Prompt a:
Reproduce the campaign column word for word, everything from "Former mayor Rudolph" down to "for Senator Clinton.".

Article:
————————

The Note: Playing Hardball
Bush takes on Clinton, but gets too much truth-telling from the military ranks.
July 20, 2007 — -- Herewith six foolproof assertions to take us into the weekend: Elizabeth Edwards is her husband's most effective spokeswoman, until she suddenly won't be (and the same might be said about Bill Clinton). Sen. John McCain's real plan to get back on track takes up more space than seven neatly margined pages (and if it doesn't, it should).
Former mayor Rudolph Giuliani will need more than one speech in more than one state to more than one firefighters' gathering to neutralize attacks from the national union. Every extra day former senator Fred Thompson spends "testing the waters" turns another batch of potential supporters into prunes.
Defense Secretary Robert Gates and Ambassador Ryan Crocker are straying a little too close to the delicate truth to argue effectively for the president's Iraq strategy. And other than the Pentagon press office, the only folks more pleased with the Defense Department's attack on Sen. Hillary Rodham Clinton work for Senator Clinton.

————————

Records from a dataset
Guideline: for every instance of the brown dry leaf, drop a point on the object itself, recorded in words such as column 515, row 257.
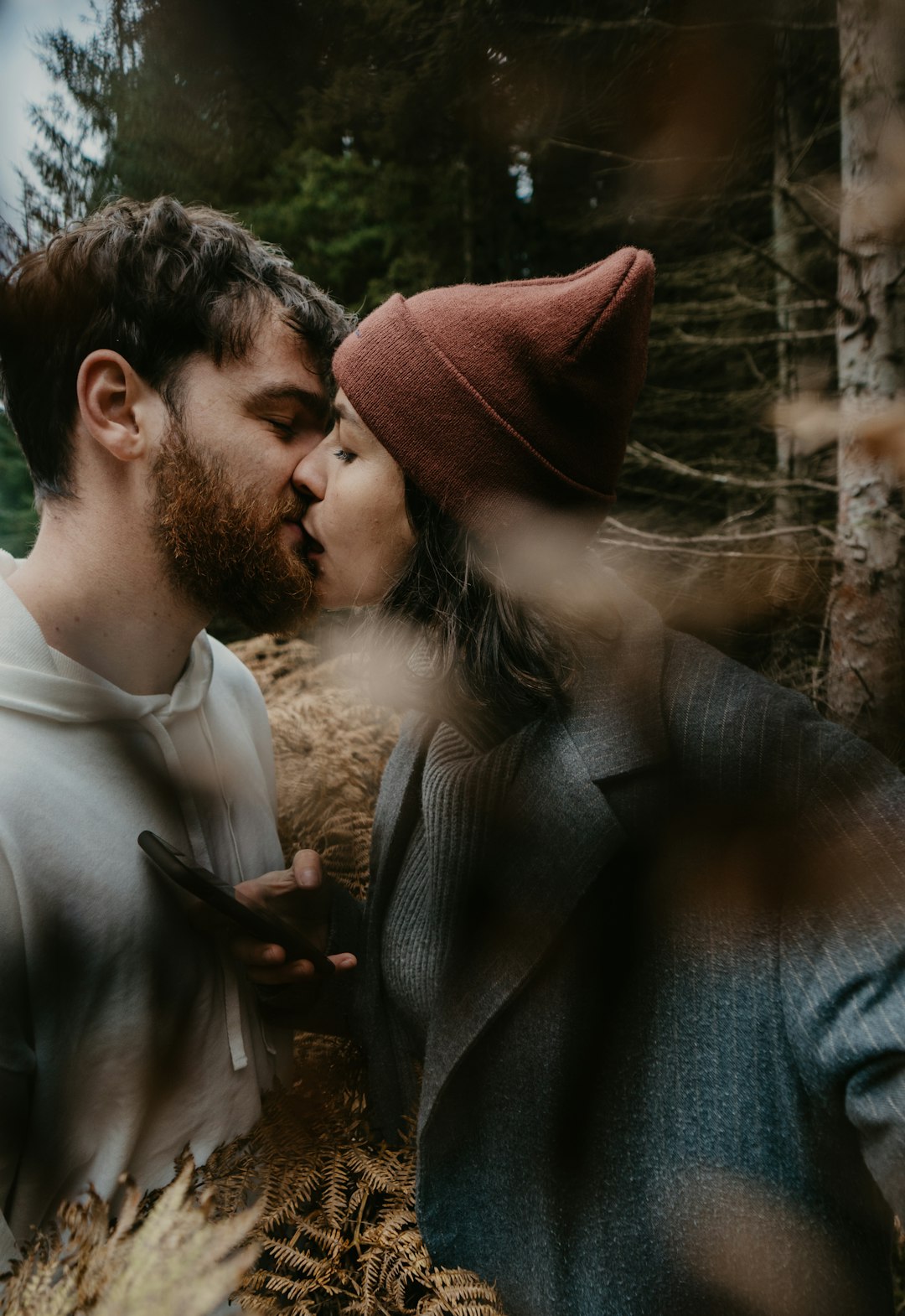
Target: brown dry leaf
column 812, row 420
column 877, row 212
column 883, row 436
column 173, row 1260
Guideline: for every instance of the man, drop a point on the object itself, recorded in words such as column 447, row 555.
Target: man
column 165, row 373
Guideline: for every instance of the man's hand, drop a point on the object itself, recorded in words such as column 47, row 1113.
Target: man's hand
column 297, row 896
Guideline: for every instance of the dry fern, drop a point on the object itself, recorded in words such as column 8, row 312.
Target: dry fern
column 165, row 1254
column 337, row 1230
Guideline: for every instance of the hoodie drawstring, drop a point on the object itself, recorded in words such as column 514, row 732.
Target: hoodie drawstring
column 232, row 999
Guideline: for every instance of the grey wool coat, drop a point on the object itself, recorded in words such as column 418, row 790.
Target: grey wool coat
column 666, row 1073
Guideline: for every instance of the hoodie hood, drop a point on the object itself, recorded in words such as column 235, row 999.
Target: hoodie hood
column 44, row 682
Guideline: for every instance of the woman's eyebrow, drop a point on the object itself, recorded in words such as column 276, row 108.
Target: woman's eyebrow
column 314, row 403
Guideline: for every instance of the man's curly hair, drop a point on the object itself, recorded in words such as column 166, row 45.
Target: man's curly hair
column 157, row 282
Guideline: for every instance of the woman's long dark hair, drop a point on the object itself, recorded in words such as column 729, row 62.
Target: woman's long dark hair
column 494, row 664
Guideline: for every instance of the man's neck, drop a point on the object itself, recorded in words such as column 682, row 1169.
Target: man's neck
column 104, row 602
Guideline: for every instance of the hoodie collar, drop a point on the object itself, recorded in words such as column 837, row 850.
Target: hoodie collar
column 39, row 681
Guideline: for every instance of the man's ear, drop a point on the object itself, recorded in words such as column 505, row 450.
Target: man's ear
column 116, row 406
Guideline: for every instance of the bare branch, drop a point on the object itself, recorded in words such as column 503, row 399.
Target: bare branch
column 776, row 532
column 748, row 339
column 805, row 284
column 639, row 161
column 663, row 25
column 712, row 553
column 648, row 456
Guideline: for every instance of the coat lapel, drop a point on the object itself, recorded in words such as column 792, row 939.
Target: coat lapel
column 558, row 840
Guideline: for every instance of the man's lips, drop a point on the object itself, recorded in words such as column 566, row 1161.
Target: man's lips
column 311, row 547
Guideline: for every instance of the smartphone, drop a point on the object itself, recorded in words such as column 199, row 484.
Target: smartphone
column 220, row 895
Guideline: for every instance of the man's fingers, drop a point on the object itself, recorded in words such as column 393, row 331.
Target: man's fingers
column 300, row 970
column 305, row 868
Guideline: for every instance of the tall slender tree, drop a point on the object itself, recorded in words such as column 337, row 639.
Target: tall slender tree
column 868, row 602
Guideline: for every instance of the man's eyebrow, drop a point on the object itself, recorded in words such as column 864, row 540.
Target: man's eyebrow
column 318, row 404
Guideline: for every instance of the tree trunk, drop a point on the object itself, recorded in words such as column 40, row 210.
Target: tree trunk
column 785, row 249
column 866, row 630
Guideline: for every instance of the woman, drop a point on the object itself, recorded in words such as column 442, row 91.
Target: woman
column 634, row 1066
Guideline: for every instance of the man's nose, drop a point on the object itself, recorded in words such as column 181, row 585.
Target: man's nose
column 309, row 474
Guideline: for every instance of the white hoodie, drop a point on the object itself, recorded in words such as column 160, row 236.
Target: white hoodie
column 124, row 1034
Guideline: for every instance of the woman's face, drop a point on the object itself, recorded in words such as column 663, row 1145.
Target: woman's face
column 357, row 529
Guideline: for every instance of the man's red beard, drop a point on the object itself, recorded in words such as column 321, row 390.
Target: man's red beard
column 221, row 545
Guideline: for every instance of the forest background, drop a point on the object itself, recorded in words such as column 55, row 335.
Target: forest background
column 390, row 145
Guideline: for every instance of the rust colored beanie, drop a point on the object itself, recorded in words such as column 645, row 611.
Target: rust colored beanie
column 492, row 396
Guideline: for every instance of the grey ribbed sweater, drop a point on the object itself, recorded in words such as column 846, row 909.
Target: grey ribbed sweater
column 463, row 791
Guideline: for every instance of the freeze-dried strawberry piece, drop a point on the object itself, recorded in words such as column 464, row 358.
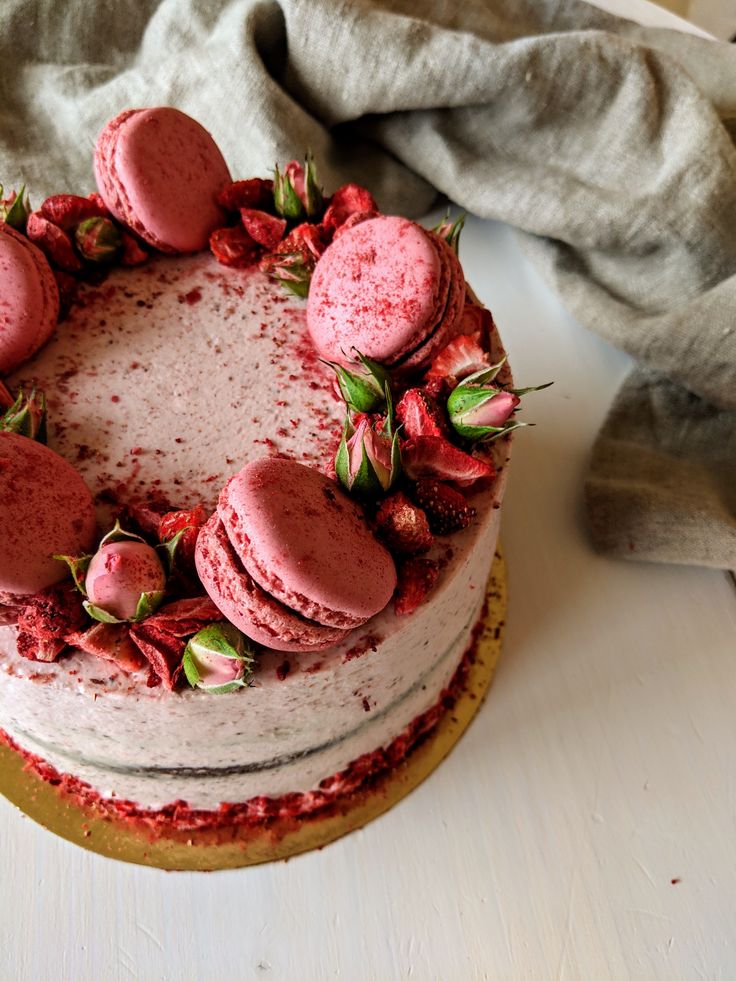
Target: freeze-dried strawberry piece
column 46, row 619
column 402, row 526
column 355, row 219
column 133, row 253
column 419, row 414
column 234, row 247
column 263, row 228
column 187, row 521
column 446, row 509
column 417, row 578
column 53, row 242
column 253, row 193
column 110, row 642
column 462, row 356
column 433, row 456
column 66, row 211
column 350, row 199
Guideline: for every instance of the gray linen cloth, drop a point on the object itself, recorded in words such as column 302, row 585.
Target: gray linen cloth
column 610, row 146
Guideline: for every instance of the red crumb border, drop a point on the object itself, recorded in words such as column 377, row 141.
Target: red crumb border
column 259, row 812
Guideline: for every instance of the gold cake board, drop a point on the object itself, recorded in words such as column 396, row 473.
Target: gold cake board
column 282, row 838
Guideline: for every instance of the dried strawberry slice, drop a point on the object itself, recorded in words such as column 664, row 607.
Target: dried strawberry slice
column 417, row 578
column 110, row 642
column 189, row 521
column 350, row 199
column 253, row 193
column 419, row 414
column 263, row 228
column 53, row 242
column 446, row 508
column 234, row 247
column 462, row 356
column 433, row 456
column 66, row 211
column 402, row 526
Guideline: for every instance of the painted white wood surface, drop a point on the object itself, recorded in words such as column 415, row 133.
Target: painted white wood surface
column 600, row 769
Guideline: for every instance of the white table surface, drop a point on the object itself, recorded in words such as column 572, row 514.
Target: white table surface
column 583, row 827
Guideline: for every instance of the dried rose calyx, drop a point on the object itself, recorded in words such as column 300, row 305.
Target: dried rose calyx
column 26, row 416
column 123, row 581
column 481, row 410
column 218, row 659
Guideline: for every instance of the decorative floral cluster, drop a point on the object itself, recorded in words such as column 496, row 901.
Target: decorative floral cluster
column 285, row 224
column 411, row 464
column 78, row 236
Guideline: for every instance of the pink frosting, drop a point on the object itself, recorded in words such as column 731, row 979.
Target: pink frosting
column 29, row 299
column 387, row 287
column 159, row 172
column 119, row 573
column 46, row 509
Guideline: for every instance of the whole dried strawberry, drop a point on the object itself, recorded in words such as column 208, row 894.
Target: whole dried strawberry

————————

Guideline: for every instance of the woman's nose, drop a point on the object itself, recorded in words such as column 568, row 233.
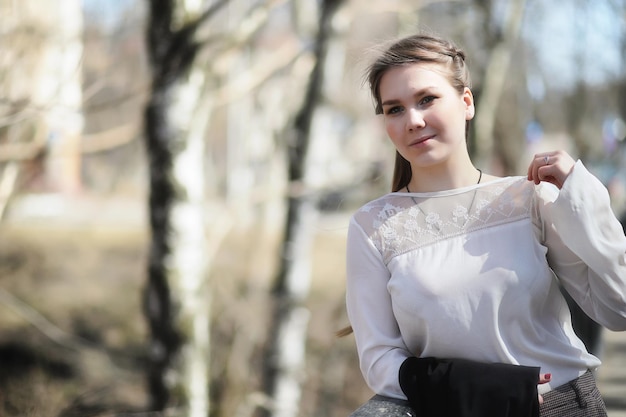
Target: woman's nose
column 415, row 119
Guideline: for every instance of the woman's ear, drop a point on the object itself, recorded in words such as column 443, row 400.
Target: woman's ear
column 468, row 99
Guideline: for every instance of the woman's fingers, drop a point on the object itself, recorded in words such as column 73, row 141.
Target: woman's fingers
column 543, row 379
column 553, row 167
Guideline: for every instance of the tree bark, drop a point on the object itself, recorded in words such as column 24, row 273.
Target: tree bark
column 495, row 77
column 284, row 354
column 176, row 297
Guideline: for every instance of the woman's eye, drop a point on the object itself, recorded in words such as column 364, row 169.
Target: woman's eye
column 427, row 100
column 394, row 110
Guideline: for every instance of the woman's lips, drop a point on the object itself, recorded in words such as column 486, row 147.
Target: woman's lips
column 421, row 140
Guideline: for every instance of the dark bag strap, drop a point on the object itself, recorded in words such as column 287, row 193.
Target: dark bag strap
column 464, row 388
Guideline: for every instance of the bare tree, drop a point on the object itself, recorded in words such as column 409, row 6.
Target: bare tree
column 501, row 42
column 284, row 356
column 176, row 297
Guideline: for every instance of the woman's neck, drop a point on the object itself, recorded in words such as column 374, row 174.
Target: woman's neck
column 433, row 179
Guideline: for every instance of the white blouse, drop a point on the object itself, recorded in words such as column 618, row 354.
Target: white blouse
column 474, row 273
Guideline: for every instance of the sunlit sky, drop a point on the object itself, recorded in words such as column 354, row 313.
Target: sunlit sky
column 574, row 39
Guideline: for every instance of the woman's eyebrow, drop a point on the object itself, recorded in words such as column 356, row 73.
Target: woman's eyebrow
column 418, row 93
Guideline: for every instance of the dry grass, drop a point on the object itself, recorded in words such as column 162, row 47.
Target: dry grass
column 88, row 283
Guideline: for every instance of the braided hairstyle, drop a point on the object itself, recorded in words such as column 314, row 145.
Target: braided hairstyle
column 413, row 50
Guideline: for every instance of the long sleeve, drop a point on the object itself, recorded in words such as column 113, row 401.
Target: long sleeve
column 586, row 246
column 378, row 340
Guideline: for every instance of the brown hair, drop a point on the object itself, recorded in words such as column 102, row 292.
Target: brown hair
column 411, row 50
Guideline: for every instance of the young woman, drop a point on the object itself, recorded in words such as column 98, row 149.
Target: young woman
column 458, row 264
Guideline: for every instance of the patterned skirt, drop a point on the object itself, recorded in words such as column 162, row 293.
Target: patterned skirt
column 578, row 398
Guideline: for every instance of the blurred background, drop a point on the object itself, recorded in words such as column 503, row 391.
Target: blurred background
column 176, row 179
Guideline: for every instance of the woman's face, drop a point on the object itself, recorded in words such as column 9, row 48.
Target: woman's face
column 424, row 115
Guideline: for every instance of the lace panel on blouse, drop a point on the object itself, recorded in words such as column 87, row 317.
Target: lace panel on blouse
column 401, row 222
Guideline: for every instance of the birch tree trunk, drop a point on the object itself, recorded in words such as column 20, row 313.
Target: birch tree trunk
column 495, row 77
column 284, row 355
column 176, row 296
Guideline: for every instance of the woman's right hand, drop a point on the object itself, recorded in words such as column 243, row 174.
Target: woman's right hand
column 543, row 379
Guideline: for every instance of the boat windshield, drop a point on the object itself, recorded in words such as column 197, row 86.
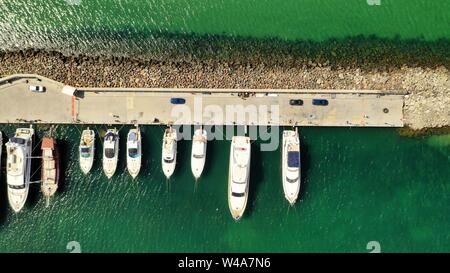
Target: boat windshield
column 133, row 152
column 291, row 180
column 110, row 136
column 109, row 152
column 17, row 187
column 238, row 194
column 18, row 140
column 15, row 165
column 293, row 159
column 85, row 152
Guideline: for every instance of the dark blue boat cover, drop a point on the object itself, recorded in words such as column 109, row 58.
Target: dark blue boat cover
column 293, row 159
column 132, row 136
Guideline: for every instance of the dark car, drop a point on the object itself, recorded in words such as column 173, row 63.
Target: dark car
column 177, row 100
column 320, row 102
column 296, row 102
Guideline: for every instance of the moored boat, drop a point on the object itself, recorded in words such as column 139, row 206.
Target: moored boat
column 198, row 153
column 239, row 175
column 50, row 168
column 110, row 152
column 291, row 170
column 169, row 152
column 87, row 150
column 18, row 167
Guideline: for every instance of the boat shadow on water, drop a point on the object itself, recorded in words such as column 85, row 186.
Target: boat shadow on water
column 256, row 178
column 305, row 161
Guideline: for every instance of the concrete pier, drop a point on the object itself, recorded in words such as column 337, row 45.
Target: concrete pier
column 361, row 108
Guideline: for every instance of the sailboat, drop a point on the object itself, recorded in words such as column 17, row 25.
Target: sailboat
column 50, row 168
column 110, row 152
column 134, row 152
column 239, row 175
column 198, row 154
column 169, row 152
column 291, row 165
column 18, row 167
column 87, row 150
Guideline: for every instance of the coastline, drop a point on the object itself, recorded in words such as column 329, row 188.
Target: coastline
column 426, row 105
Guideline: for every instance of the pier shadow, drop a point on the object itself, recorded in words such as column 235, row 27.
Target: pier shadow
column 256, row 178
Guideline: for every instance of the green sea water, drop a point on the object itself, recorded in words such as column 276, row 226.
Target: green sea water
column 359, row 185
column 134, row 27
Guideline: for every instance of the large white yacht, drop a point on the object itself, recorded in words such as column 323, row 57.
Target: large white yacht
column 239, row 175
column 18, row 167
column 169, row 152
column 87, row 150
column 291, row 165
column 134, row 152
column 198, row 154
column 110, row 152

————————

Prompt b:
Rewrite the listing lines from the one containing "Guideline: for every instance of the man's neck, drop" down to the one containing "column 39, row 681", replacing "hoodie collar" with "sweatshirt collar" and keeping everything else unchanged. Return only those lines.

Correct answer a:
Former mayor Rudolph Giuliani will need more than one speech in more than one state to more than one firefighters' gathering to neutralize attacks from the national union. Every extra day former senator Fred Thompson spends "testing the waters" turns another batch of potential supporters into prunes.
Defense Secretary Robert Gates and Ambassador Ryan Crocker are straying a little too close to the delicate truth to argue effectively for the president's Iraq strategy. And other than the Pentagon press office, the only folks more pleased with the Defense Department's attack on Sen. Hillary Rodham Clinton work for Senator Clinton.

Correct answer b:
Guideline: for every instance of the man's neck, drop a point on the object itself, recorded in words such as column 682, row 1169.
Target: man's neck
column 104, row 602
Guideline: for every instance of the sweatshirt collar, drop a point on the object itself, recorded in words such as column 837, row 850.
Target: sweatshirt collar
column 39, row 681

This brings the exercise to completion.